Detection examples
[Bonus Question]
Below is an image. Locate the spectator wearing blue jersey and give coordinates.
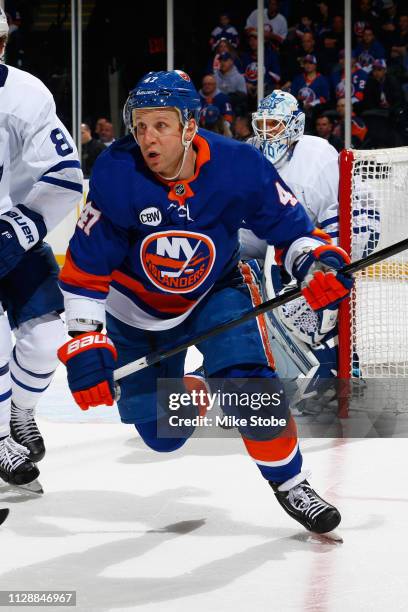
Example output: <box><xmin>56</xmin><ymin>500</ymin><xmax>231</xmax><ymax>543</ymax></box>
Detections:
<box><xmin>241</xmin><ymin>32</ymin><xmax>280</xmax><ymax>101</ymax></box>
<box><xmin>353</xmin><ymin>27</ymin><xmax>386</xmax><ymax>72</ymax></box>
<box><xmin>214</xmin><ymin>53</ymin><xmax>248</xmax><ymax>115</ymax></box>
<box><xmin>200</xmin><ymin>104</ymin><xmax>232</xmax><ymax>138</ymax></box>
<box><xmin>245</xmin><ymin>0</ymin><xmax>288</xmax><ymax>45</ymax></box>
<box><xmin>199</xmin><ymin>74</ymin><xmax>234</xmax><ymax>124</ymax></box>
<box><xmin>210</xmin><ymin>12</ymin><xmax>239</xmax><ymax>51</ymax></box>
<box><xmin>291</xmin><ymin>55</ymin><xmax>330</xmax><ymax>111</ymax></box>
<box><xmin>207</xmin><ymin>38</ymin><xmax>242</xmax><ymax>72</ymax></box>
<box><xmin>330</xmin><ymin>50</ymin><xmax>368</xmax><ymax>104</ymax></box>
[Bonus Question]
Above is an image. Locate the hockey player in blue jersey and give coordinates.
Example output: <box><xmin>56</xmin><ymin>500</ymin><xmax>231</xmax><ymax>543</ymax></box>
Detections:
<box><xmin>59</xmin><ymin>71</ymin><xmax>352</xmax><ymax>533</ymax></box>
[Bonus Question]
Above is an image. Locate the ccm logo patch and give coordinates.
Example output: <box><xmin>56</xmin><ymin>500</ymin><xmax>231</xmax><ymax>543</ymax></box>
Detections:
<box><xmin>139</xmin><ymin>206</ymin><xmax>162</xmax><ymax>225</ymax></box>
<box><xmin>140</xmin><ymin>230</ymin><xmax>215</xmax><ymax>293</ymax></box>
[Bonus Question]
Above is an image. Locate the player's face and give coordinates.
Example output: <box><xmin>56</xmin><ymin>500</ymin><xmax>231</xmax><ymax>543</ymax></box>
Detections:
<box><xmin>133</xmin><ymin>109</ymin><xmax>188</xmax><ymax>176</ymax></box>
<box><xmin>256</xmin><ymin>119</ymin><xmax>285</xmax><ymax>140</ymax></box>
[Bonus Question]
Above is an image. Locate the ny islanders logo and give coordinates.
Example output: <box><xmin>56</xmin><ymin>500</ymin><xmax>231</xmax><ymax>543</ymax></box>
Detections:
<box><xmin>140</xmin><ymin>230</ymin><xmax>215</xmax><ymax>293</ymax></box>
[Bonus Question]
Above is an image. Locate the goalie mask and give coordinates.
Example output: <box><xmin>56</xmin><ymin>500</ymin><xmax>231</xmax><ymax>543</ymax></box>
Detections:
<box><xmin>252</xmin><ymin>89</ymin><xmax>305</xmax><ymax>167</ymax></box>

> **Work to do**: Leave the pictures out and output the rest of the listing exactly.

> **Final result**:
[Bonus Question]
Below is an image. Locate the spectator wearing blue jersey and give coordinates.
Example output: <box><xmin>56</xmin><ymin>500</ymin><xmax>231</xmax><ymax>543</ymax></box>
Detections:
<box><xmin>241</xmin><ymin>32</ymin><xmax>280</xmax><ymax>101</ymax></box>
<box><xmin>353</xmin><ymin>27</ymin><xmax>386</xmax><ymax>72</ymax></box>
<box><xmin>214</xmin><ymin>53</ymin><xmax>248</xmax><ymax>115</ymax></box>
<box><xmin>200</xmin><ymin>104</ymin><xmax>232</xmax><ymax>138</ymax></box>
<box><xmin>245</xmin><ymin>0</ymin><xmax>288</xmax><ymax>45</ymax></box>
<box><xmin>199</xmin><ymin>74</ymin><xmax>234</xmax><ymax>124</ymax></box>
<box><xmin>210</xmin><ymin>12</ymin><xmax>239</xmax><ymax>51</ymax></box>
<box><xmin>291</xmin><ymin>55</ymin><xmax>330</xmax><ymax>111</ymax></box>
<box><xmin>207</xmin><ymin>38</ymin><xmax>242</xmax><ymax>72</ymax></box>
<box><xmin>330</xmin><ymin>50</ymin><xmax>368</xmax><ymax>104</ymax></box>
[Bonus Question]
Above is an image. Locate the hockey player in blue jersey and give coordinates.
Example output: <box><xmin>56</xmin><ymin>500</ymin><xmax>231</xmax><ymax>543</ymax></box>
Detections:
<box><xmin>59</xmin><ymin>71</ymin><xmax>352</xmax><ymax>533</ymax></box>
[Bonus Question]
Above is an image. Locate the ccm logo patch and give coordinates.
Example output: <box><xmin>56</xmin><ymin>500</ymin><xmax>231</xmax><ymax>543</ymax></box>
Detections:
<box><xmin>139</xmin><ymin>206</ymin><xmax>162</xmax><ymax>225</ymax></box>
<box><xmin>140</xmin><ymin>230</ymin><xmax>215</xmax><ymax>293</ymax></box>
[Bonus Question]
Above is an image. Locate the player's face and give coordinates.
Example output: <box><xmin>56</xmin><ymin>500</ymin><xmax>231</xmax><ymax>543</ymax></box>
Detections:
<box><xmin>133</xmin><ymin>109</ymin><xmax>188</xmax><ymax>176</ymax></box>
<box><xmin>256</xmin><ymin>119</ymin><xmax>285</xmax><ymax>140</ymax></box>
[Bonus Question]
Above is an image. Locate the ny islanders logo and give coordinates.
Example output: <box><xmin>56</xmin><ymin>500</ymin><xmax>231</xmax><ymax>543</ymax></box>
Detections:
<box><xmin>140</xmin><ymin>230</ymin><xmax>215</xmax><ymax>293</ymax></box>
[Bonus Question]
Above is an image. Locate the goalie mask and give coordinates.
Example output: <box><xmin>56</xmin><ymin>500</ymin><xmax>231</xmax><ymax>543</ymax></box>
Detections:
<box><xmin>252</xmin><ymin>89</ymin><xmax>305</xmax><ymax>167</ymax></box>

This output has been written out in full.